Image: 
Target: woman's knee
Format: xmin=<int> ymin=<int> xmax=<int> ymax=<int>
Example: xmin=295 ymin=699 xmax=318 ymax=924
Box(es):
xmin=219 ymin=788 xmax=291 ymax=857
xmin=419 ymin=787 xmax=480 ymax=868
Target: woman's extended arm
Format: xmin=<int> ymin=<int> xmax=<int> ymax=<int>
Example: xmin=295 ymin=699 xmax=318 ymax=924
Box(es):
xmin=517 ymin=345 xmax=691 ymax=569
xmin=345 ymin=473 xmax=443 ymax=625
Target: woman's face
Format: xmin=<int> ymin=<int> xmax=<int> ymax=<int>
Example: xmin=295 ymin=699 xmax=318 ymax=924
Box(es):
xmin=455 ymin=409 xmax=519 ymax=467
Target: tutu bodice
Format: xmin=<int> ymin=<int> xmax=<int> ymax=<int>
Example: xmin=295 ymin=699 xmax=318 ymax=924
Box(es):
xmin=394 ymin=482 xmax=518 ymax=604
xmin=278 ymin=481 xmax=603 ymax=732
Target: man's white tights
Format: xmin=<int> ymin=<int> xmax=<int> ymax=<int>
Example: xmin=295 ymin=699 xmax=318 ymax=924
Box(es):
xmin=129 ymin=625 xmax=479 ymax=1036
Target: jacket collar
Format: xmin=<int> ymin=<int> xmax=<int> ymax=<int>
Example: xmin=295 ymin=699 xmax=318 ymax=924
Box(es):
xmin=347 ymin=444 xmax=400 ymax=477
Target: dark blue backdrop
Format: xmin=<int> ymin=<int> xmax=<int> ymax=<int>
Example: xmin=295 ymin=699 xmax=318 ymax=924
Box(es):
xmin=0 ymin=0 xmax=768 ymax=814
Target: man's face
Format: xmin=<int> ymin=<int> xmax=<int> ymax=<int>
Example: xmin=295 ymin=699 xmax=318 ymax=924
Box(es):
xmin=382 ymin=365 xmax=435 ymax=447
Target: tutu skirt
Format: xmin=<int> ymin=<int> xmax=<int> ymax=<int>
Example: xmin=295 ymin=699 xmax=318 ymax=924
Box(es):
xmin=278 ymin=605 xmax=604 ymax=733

• **EXERCISE TASK**: Arrange every line of the entries above as a JSON list of strings, one string per line, leaving out blank lines.

• **ANSWER TO THIS TASK**:
[
  "Image: ",
  "Target: woman's knee",
  "Format: xmin=<int> ymin=<int> xmax=<int> ymax=<int>",
  "Example: xmin=295 ymin=699 xmax=318 ymax=924",
  "Box(es):",
  "xmin=219 ymin=788 xmax=291 ymax=857",
  "xmin=419 ymin=787 xmax=480 ymax=868",
  "Target: woman's extended arm",
  "Format: xmin=<int> ymin=<int> xmax=<int> ymax=<int>",
  "Example: xmin=295 ymin=699 xmax=318 ymax=924",
  "Box(es):",
  "xmin=517 ymin=345 xmax=691 ymax=569",
  "xmin=345 ymin=473 xmax=443 ymax=625",
  "Target: woman's face",
  "Format: xmin=<int> ymin=<int> xmax=<int> ymax=<int>",
  "Example: xmin=295 ymin=699 xmax=318 ymax=924",
  "Box(es):",
  "xmin=455 ymin=409 xmax=519 ymax=467",
  "Target: tutu bodice",
  "Format: xmin=<int> ymin=<int> xmax=<int> ymax=<int>",
  "Example: xmin=295 ymin=699 xmax=318 ymax=924",
  "Box(es):",
  "xmin=394 ymin=482 xmax=518 ymax=604",
  "xmin=278 ymin=481 xmax=603 ymax=732",
  "Target: man's white tights",
  "Format: xmin=<int> ymin=<int> xmax=<int> ymax=<int>",
  "Example: xmin=295 ymin=699 xmax=318 ymax=924",
  "Box(es):",
  "xmin=129 ymin=625 xmax=479 ymax=1036",
  "Target: jacket collar",
  "Format: xmin=<int> ymin=<int> xmax=<int> ymax=<int>",
  "Example: xmin=295 ymin=699 xmax=318 ymax=924",
  "Box(es):",
  "xmin=347 ymin=444 xmax=400 ymax=477",
  "Target: dark blue backdrop",
  "Format: xmin=<int> ymin=<int> xmax=<int> ymax=<int>",
  "Example: xmin=295 ymin=699 xmax=318 ymax=924",
  "Box(es):",
  "xmin=0 ymin=0 xmax=768 ymax=814",
  "Target: man's face",
  "Format: xmin=<int> ymin=<int> xmax=<int> ymax=<int>",
  "Example: xmin=295 ymin=699 xmax=318 ymax=924",
  "Box(es):",
  "xmin=382 ymin=365 xmax=435 ymax=447",
  "Target: tutu skirt",
  "Format: xmin=<int> ymin=<int> xmax=<int> ymax=<int>",
  "Example: xmin=295 ymin=699 xmax=318 ymax=924",
  "Box(es):",
  "xmin=278 ymin=605 xmax=604 ymax=733"
]